§ THE DATA:
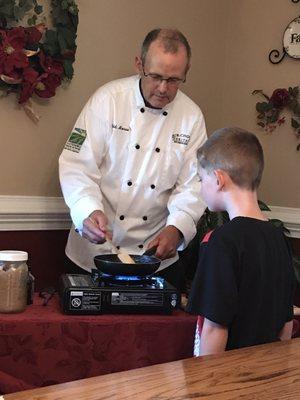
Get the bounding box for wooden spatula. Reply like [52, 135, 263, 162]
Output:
[88, 217, 135, 264]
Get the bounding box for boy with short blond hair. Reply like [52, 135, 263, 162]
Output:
[187, 128, 295, 355]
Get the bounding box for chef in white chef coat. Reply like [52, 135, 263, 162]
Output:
[59, 29, 206, 286]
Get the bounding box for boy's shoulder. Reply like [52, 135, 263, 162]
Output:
[211, 217, 282, 241]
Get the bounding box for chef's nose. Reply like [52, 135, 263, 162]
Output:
[158, 80, 168, 93]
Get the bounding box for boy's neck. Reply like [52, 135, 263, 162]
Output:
[225, 188, 268, 221]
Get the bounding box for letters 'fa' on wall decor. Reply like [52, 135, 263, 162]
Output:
[269, 0, 300, 64]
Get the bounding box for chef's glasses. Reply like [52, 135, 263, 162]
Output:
[142, 66, 186, 87]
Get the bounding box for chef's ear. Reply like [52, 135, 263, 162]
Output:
[134, 56, 143, 74]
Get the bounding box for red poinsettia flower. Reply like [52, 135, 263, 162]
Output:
[0, 27, 29, 76]
[19, 68, 61, 104]
[34, 74, 61, 98]
[270, 89, 290, 108]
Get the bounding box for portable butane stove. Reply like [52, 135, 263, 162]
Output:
[60, 270, 180, 314]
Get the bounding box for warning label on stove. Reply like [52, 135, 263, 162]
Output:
[69, 290, 101, 311]
[111, 292, 164, 306]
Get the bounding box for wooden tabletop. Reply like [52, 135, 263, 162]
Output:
[0, 338, 300, 400]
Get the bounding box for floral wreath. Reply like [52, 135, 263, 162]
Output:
[252, 86, 300, 151]
[0, 0, 78, 122]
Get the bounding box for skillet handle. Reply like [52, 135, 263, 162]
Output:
[143, 246, 157, 256]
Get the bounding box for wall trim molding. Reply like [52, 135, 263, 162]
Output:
[0, 196, 300, 239]
[264, 206, 300, 239]
[0, 196, 71, 231]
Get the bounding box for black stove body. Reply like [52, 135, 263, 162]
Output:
[59, 270, 181, 315]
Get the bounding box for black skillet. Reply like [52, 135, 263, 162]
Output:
[94, 245, 161, 276]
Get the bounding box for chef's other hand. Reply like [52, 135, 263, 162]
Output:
[82, 210, 111, 244]
[148, 225, 183, 260]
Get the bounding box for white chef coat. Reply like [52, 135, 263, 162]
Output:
[59, 76, 206, 270]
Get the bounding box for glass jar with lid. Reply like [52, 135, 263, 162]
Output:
[0, 250, 28, 313]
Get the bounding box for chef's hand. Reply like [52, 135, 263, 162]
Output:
[82, 210, 111, 244]
[148, 225, 183, 260]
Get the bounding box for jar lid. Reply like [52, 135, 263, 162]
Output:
[0, 250, 28, 261]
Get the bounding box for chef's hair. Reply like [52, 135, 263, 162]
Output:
[141, 28, 192, 65]
[198, 127, 264, 191]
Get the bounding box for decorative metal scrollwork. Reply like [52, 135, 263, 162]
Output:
[269, 49, 288, 64]
[269, 0, 300, 64]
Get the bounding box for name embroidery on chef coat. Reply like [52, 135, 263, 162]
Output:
[65, 128, 86, 153]
[111, 124, 131, 132]
[172, 133, 191, 146]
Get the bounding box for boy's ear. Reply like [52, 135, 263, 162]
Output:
[214, 169, 226, 190]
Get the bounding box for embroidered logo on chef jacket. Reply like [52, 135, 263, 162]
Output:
[65, 128, 86, 153]
[172, 133, 190, 146]
[111, 124, 131, 132]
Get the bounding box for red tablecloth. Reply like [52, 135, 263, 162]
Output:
[0, 295, 196, 394]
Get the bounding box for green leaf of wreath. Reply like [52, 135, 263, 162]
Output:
[291, 118, 300, 129]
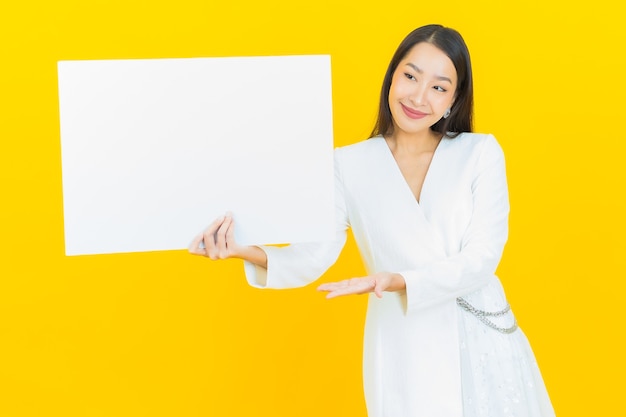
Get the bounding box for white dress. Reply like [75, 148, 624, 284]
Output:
[245, 133, 554, 417]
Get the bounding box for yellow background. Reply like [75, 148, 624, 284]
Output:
[0, 0, 626, 417]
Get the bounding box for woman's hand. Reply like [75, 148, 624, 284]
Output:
[189, 213, 241, 260]
[189, 213, 267, 268]
[317, 272, 406, 298]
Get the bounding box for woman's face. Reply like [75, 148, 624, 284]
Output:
[389, 42, 457, 134]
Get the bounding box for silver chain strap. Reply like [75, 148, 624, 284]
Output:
[456, 297, 517, 334]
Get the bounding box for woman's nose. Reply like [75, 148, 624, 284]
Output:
[409, 87, 426, 106]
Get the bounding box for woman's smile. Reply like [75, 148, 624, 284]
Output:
[400, 103, 428, 119]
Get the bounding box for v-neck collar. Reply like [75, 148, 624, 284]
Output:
[377, 135, 447, 208]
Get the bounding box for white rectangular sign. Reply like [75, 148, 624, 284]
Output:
[58, 55, 334, 255]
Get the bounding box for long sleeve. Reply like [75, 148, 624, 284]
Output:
[244, 152, 348, 289]
[400, 136, 509, 312]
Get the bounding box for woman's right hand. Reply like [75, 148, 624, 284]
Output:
[189, 213, 267, 268]
[189, 213, 240, 260]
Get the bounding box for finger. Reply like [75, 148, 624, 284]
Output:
[374, 280, 384, 298]
[226, 217, 237, 251]
[189, 234, 207, 256]
[317, 280, 350, 292]
[203, 216, 224, 260]
[215, 216, 233, 259]
[326, 278, 374, 298]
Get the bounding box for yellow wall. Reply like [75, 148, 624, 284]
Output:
[0, 0, 626, 417]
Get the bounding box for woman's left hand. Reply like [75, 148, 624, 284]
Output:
[317, 272, 406, 298]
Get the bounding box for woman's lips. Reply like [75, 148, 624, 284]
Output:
[400, 103, 428, 119]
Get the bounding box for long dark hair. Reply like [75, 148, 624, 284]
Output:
[371, 25, 474, 137]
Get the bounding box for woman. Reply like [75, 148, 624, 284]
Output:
[190, 25, 554, 417]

§ YOUR OBJECTIVE:
Copy every row above word for word, leaving out the pictures.

§ COMPLETE ANSWER:
Get the bounding box for wooden spatula. Reply like [52, 135, 263, 162]
Output:
[88, 217, 135, 264]
Get the bounding box for boy with short blond hair. Reply like [52, 135, 263, 162]
Output:
[187, 128, 295, 355]
Get the bounding box for chef in white chef coat. Reply like [52, 135, 263, 162]
Output:
[59, 29, 206, 286]
Get the bounding box for boy's shoulder. Reply like [52, 135, 263, 162]
Output:
[211, 217, 282, 241]
Get the bounding box for chef's nose. Reply like [52, 135, 263, 162]
Output:
[158, 80, 168, 93]
Get the bounding box for boy's neck. Reply like [52, 135, 263, 162]
Output:
[225, 188, 268, 221]
Get the bounding box for letters 'fa' on wall decor. Reply like [52, 135, 263, 162]
Output:
[269, 0, 300, 64]
Get the bounding box for chef's glasses. Reply like [52, 135, 263, 162]
Output:
[142, 66, 186, 87]
Get the bounding box for chef's ear. Reply like [52, 135, 263, 162]
Output:
[134, 56, 143, 74]
Get the bounding box for red poinsettia flower. Reply like [52, 135, 263, 162]
Output:
[0, 27, 29, 76]
[19, 68, 61, 104]
[34, 74, 61, 98]
[270, 89, 290, 108]
Get the bounding box for portable butane stove. Reply like [52, 135, 263, 162]
Output:
[60, 270, 180, 314]
Get the bounding box for warning label on stove. Reply like [52, 135, 263, 162]
Output:
[69, 290, 101, 311]
[111, 292, 164, 306]
Get the bounding box for wooden tabletop. Reply like [52, 135, 263, 162]
Output:
[0, 338, 300, 400]
Get the bounding box for floral wreath. Reply like [52, 135, 263, 162]
Output:
[252, 86, 300, 151]
[0, 0, 78, 122]
Get the bounding box for skillet handle. Reply like [52, 135, 263, 162]
Output:
[143, 246, 157, 256]
Get the bounding box for wall trim molding. Reply like [52, 135, 263, 162]
Output:
[0, 196, 300, 239]
[264, 206, 300, 239]
[0, 196, 71, 231]
Get the bounding box for black stove body. Reply like [52, 135, 263, 162]
Output:
[59, 270, 181, 315]
Get the bounding box for black skillet. Reply like [52, 135, 263, 162]
Output:
[94, 245, 161, 276]
Get the bounding box for chef's other hand. Reply like [52, 135, 263, 162]
Output:
[82, 210, 111, 244]
[148, 225, 183, 260]
Get the bounding box for white chef coat. Reply like [52, 135, 263, 162]
Output:
[59, 76, 206, 270]
Get the bounding box for glass jar with lid. Reply like [52, 135, 263, 162]
Output:
[0, 250, 28, 313]
Get the bounding box for chef's hand. Reply like [52, 135, 263, 162]
Output:
[82, 210, 111, 244]
[148, 225, 183, 260]
Get the bounding box for jar lid. Reply like [52, 135, 263, 162]
Output:
[0, 250, 28, 261]
Get the bounding box for chef's hair. Reply like [52, 135, 263, 162]
Output:
[141, 28, 192, 65]
[198, 127, 264, 191]
Get the bounding box for decorative metal scrollwork. Reply like [52, 135, 263, 162]
Output:
[269, 49, 288, 64]
[269, 0, 300, 64]
Get the bounding box for name embroidery on chef coat. Reply like [52, 135, 263, 162]
Output:
[65, 128, 86, 153]
[111, 124, 131, 132]
[172, 133, 191, 146]
Get the bounding box for boy's ear. Reply like [52, 135, 263, 162]
Output:
[214, 169, 226, 190]
Get the bounding box for embroidered logo on chef jacket. Reply like [52, 135, 263, 162]
Output:
[65, 128, 86, 153]
[172, 133, 190, 146]
[111, 124, 131, 132]
Get the bounding box for red tablecloth. Reply like [52, 135, 263, 162]
Output:
[0, 295, 196, 394]
Get the bounding box for green leaf of wreath. Reply like [52, 135, 263, 162]
Output:
[291, 118, 300, 129]
Get the bounding box for white dress. Reply like [75, 148, 624, 284]
Output:
[245, 133, 554, 417]
Get the bounding box for yellow background. Reply like [75, 148, 624, 284]
Output:
[0, 0, 626, 417]
Get the bounding box for woman's hand. Reply like [75, 148, 624, 284]
Output:
[189, 213, 241, 260]
[189, 213, 267, 268]
[317, 272, 406, 298]
Get the bounding box for woman's face. Reply like [75, 148, 624, 284]
Output:
[389, 42, 457, 134]
Get the bounding box for silver chain strap. Reply like [75, 148, 624, 284]
Output:
[456, 297, 517, 334]
Get the bounding box for woman's nose. Reply like [75, 148, 624, 284]
Output:
[409, 87, 426, 106]
Get the bounding box for woman's smile. Reply like [75, 148, 624, 284]
Output:
[400, 103, 428, 119]
Get the bounding box for v-neck collar. Reply like [75, 148, 624, 284]
Output:
[377, 135, 447, 208]
Get the bounding box for white rectangular sign. Reply like [75, 148, 624, 284]
Output:
[58, 55, 334, 255]
Get the bounding box for long sleeve. Reply like [75, 148, 624, 284]
Output:
[244, 152, 348, 289]
[400, 136, 509, 312]
Get the bounding box for woman's right hand. Reply like [75, 148, 624, 284]
Output:
[189, 213, 267, 268]
[189, 213, 240, 260]
Get the bounding box for finger. Reply like [75, 148, 624, 284]
Output:
[374, 280, 384, 298]
[226, 217, 237, 251]
[189, 234, 207, 256]
[317, 280, 350, 292]
[203, 216, 224, 260]
[215, 216, 233, 259]
[326, 278, 374, 298]
Get the bounding box for yellow wall. Reply like [75, 148, 624, 284]
Output:
[0, 0, 626, 417]
Get the bounding box for woman's left hand. Reply like [75, 148, 624, 284]
Output:
[317, 272, 406, 298]
Get the bounding box for woman's lips. Reply like [75, 148, 624, 284]
Output:
[400, 103, 428, 119]
Get the bounding box for long dark hair. Reply like [75, 148, 624, 284]
Output:
[371, 25, 474, 137]
Get the bounding box for woman. Reply like [75, 148, 624, 284]
Output:
[190, 25, 554, 417]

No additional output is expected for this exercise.